··· PROVIDED DATA
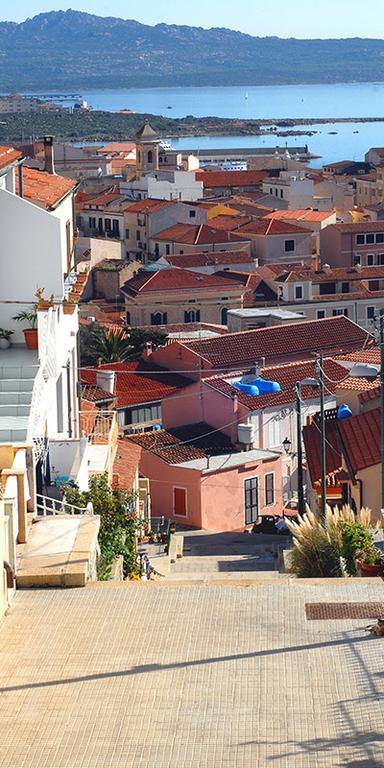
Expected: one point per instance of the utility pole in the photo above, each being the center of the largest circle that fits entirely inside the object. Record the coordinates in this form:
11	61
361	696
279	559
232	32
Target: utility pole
300	489
323	500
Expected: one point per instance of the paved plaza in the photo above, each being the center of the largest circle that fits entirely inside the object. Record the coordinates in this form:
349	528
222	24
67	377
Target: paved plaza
167	676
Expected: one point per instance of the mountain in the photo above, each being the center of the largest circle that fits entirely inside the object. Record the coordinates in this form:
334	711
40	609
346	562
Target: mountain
73	50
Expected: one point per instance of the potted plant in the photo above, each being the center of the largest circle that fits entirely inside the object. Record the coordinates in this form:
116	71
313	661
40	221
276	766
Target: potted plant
5	338
42	303
30	333
370	561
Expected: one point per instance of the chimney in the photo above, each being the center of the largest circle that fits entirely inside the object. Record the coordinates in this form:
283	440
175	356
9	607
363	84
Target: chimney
49	163
147	350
······
§ **TO BE DONE**
What needs duplicating is the run of lines from the one containing "Expected: one point per instance of the paved" through the last line of the entries above, exact and complete.

§ **REPLY**
Expected: one point per instance of the paved plaza in the photo above, each being the center of the largest circle that fits entirely inside the object. Record the coordinates in this form:
349	528
222	24
67	377
Target: paved plaza
167	676
Expected: one point per instance of the mountain in the photo above, each being the center of the largest circle that fits entirely inside the object. Record the coordinates in this form:
334	711
40	609
346	562
Target: mountain
73	50
Expected: one point per instance of the potted plant in the photo above, each being the center of the largest circle that fits entirely inside the object. Record the coordinates in this form:
116	71
313	661
40	221
276	766
Target: potted plant
5	338
42	303
30	333
370	561
Expected: one point per instance of the chimney in the photo above, each being the center of the largest circle that fits entirely inside the object. Record the coordinates in this form:
283	440
175	356
9	607
363	84
Target: chimney
49	163
147	350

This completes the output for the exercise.